━━ RECORDS FOR THE EXERCISE
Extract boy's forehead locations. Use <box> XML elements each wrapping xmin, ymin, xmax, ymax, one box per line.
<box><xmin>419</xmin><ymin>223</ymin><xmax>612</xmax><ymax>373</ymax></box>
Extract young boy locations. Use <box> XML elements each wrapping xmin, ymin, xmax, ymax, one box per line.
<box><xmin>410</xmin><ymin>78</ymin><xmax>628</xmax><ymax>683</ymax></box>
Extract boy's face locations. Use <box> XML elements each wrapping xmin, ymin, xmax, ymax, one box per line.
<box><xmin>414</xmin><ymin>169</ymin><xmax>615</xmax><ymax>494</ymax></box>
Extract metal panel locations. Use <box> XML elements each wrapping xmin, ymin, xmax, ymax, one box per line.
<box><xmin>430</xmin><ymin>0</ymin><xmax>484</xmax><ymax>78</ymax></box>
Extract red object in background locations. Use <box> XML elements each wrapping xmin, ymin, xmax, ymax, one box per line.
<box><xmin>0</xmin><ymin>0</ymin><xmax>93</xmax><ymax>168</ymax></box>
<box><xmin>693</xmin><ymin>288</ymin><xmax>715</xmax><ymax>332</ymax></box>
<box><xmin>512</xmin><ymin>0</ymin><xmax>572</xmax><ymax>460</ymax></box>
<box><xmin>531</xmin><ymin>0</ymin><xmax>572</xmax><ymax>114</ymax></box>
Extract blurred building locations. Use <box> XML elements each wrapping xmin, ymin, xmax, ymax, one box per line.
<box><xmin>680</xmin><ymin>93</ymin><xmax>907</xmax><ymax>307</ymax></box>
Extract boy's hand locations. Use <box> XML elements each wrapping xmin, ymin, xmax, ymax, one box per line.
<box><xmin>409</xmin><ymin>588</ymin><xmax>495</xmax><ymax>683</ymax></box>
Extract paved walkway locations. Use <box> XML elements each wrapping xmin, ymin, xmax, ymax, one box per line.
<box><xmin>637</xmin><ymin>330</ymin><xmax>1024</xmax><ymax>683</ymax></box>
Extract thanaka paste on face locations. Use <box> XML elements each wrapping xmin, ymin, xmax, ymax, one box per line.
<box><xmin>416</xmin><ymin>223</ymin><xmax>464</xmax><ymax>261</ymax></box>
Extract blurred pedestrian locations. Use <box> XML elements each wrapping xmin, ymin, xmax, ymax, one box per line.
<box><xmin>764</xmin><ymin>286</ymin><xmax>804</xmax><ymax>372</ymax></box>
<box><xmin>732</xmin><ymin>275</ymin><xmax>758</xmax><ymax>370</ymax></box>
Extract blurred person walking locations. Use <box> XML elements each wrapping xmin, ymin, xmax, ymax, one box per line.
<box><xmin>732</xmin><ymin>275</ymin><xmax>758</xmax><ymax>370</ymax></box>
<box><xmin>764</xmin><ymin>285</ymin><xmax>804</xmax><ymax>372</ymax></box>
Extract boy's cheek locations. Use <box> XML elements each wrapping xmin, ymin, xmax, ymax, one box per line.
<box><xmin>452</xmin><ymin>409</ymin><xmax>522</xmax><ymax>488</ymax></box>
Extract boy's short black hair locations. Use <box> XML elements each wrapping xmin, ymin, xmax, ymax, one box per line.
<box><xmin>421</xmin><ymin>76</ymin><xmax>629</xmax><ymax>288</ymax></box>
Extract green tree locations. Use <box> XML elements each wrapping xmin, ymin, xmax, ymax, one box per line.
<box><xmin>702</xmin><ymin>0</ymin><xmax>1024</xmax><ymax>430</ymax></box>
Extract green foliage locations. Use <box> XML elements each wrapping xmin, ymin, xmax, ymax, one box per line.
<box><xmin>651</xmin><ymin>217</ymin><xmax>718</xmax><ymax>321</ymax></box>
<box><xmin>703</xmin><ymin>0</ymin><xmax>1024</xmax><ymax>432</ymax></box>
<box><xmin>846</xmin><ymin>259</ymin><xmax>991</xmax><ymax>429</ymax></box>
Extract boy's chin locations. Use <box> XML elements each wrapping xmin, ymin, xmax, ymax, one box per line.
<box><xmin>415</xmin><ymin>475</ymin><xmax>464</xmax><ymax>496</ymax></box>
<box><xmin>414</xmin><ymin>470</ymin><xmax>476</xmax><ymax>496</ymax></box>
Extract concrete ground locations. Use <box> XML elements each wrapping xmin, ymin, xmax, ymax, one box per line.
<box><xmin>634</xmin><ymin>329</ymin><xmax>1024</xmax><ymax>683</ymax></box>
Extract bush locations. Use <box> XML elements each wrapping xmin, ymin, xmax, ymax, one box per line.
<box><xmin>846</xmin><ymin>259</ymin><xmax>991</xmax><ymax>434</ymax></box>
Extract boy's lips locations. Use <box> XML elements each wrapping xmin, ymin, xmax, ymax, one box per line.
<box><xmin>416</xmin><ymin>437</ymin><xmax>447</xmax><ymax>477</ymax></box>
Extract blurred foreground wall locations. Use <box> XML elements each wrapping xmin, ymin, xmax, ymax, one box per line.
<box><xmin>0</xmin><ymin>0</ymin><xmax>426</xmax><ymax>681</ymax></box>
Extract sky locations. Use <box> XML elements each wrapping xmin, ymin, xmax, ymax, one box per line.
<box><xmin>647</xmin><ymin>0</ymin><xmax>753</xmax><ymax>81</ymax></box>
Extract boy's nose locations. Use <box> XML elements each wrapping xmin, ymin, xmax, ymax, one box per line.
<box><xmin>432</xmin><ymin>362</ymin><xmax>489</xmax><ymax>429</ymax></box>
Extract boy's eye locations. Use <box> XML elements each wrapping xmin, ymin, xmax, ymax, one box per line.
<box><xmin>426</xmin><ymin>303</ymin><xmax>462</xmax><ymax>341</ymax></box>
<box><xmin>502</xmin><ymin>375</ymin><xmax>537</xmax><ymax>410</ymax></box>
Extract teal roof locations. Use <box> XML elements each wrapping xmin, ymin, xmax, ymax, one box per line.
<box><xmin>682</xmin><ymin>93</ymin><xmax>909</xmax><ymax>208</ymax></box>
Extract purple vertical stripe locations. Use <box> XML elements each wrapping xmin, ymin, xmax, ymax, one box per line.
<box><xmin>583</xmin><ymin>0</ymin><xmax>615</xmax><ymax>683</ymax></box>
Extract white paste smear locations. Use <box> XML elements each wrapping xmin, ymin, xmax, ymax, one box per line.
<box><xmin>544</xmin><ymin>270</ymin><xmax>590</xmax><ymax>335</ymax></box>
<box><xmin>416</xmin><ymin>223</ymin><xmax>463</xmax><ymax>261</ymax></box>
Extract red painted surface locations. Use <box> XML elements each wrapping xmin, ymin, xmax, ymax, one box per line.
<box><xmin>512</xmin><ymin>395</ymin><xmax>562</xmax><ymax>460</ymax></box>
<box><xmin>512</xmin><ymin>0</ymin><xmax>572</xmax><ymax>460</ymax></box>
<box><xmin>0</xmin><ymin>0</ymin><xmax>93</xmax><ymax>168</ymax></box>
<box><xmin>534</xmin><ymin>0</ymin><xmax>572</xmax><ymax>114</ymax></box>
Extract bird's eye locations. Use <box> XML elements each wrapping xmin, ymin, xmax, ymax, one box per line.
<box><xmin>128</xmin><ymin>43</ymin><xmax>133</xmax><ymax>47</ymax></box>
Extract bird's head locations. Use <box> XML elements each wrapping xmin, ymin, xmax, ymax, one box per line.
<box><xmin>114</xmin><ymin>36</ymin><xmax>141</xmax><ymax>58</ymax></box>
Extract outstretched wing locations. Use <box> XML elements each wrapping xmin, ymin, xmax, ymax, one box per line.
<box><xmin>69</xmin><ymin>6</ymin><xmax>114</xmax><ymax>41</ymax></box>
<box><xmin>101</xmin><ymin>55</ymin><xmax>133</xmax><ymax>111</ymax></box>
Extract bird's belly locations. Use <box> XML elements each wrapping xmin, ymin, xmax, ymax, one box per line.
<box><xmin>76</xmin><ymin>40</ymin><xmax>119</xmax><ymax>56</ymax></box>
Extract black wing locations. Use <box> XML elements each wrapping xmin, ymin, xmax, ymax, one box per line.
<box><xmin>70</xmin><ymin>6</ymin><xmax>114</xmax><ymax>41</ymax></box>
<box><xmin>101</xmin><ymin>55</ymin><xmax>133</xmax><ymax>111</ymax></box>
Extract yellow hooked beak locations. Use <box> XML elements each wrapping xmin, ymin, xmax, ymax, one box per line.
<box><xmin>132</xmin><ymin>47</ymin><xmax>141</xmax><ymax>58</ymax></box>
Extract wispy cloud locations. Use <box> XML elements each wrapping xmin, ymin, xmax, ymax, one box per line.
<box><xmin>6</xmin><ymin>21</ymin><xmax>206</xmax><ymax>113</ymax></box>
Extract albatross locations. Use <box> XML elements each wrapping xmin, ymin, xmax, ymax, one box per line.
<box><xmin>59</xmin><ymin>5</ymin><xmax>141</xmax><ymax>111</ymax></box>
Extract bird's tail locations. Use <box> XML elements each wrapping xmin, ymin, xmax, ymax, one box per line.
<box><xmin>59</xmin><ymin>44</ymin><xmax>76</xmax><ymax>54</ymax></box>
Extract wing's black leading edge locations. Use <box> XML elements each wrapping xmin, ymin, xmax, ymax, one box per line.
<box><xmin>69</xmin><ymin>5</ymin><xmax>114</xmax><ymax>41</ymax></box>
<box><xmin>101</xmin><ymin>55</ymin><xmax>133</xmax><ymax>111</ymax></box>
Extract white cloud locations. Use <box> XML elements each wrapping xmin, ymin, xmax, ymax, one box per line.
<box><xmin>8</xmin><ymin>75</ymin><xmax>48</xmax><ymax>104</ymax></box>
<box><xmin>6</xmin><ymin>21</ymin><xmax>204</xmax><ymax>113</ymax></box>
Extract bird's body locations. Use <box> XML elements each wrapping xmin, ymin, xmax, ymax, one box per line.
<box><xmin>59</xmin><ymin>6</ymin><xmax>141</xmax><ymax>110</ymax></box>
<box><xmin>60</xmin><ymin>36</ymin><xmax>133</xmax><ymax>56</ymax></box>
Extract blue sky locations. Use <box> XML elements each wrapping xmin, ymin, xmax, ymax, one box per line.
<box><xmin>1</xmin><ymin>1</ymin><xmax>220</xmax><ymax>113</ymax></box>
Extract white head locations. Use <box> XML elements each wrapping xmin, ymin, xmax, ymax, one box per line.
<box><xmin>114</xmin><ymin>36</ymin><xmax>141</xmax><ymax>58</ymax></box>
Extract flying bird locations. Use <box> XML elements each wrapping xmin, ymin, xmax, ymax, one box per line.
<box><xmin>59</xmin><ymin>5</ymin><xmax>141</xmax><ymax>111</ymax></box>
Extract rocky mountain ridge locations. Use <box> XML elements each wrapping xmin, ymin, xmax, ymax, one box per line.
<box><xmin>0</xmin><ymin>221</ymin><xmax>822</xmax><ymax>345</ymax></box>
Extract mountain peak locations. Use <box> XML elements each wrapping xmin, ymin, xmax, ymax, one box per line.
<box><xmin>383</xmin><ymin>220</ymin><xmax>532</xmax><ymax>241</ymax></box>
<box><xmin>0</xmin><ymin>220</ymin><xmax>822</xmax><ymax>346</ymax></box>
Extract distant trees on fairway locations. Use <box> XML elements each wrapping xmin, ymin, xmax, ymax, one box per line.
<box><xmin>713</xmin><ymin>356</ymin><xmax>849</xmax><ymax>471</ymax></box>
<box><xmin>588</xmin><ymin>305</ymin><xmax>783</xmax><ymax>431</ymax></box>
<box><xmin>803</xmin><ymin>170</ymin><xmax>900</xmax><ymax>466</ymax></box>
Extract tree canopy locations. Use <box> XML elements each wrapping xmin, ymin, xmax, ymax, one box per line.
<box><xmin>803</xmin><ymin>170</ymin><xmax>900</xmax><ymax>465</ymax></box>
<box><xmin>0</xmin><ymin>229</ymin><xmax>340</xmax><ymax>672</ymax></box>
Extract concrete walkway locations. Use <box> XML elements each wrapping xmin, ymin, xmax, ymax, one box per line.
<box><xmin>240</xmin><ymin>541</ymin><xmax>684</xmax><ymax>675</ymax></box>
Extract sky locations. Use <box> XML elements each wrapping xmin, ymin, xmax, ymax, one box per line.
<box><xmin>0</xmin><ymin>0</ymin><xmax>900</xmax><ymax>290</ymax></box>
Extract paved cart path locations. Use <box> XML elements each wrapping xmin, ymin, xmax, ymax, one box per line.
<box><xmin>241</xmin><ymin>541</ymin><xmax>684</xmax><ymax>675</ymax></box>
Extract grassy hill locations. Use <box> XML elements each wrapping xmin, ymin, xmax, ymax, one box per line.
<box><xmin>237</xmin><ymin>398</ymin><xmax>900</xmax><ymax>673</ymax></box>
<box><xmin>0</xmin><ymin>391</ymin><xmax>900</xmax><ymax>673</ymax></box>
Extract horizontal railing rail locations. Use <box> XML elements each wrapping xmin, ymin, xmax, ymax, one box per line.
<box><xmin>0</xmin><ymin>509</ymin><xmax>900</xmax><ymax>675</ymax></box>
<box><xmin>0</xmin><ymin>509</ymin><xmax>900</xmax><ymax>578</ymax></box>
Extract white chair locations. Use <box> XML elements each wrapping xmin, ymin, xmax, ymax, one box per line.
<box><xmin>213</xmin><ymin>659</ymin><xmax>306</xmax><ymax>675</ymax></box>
━━━━
CHALLENGE: Copy exactly the lines of the listing above, beginning at the line with "Extract horizontal railing" and ending at its final line; write out nothing else.

SOLVED PROBLEM:
Extract horizontal railing rail locations. Use <box> XML elements each wrapping xmin, ymin, xmax, ymax, one box per line.
<box><xmin>0</xmin><ymin>509</ymin><xmax>900</xmax><ymax>675</ymax></box>
<box><xmin>0</xmin><ymin>509</ymin><xmax>900</xmax><ymax>578</ymax></box>
Extract white chair locations. Use <box> XML elements each wrapping xmin, ymin, xmax, ymax, one box per line.
<box><xmin>213</xmin><ymin>659</ymin><xmax>306</xmax><ymax>675</ymax></box>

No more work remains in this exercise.